**SOURCE DOCUMENT**:
---------------

TWO big jazz birthdays will be celebrated in style with a special event at the State Library next month.
The Perth Jazz Society is turning 50 and the WA Youth Jazz Orchestra has been swinging for four decades, making 2023 a milestone year in jazz.
To mark the occasion they are joining forces for Homecoming: A Celebration of WA Jazz History, a music and heritage spectacular with live renditions of key songs from the annals of PJS and WAYJO, and related memorabilia from the State Library archives.
On the night, WAYJO will be joined by special guest performers including the much-loved jazz vocalist Libby Hammer.
“Each of the guests will perform original West Australian music by living and passed musicians from this great city,” says WAYJO artistic director Mace Francis.
“The live performance with also be accompanied by artefacts now in the State Library collection including live historic recordings from the regular Monday night Perth Jazz Society, albums, posters, photos and articles about WAYJO from over the last 40 years.”

There will also be screenings of new video interviews with significant figures in WA jazz including vibraphone and guitar guru Garry Lee, jazz vocalist Sue Kingham and renowned guitarist Ray Walker, who will reflect on the fascinating history of jazz in Perth.
“Ray Walker has given some insight into the venues that used to present jazz before WAYJO or the PJS were even started,” Francis says. “Everyone spoke about the history of the Perth jazz scene through their personal perspective and experience.”

---------------

**ENTRIES SHOWN**:
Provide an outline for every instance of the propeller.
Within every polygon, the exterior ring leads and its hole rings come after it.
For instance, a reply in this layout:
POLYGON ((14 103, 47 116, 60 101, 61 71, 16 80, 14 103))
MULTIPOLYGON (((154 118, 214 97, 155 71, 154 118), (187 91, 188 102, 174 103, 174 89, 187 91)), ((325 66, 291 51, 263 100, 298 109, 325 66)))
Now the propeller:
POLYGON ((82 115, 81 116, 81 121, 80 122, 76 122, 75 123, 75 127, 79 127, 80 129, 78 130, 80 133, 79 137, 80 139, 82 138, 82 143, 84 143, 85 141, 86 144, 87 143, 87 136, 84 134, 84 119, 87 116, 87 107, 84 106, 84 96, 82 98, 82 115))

---------------

**WHAT THE TASK ASKS**:
Which individual people are named in the jazz article? Rely only on the jazz article, not the entries.

**RESULT OF THIS EXERCISE**:
Libby Hammer, Mace Francis, Garry Lee, Sue Kingham, Ray Walker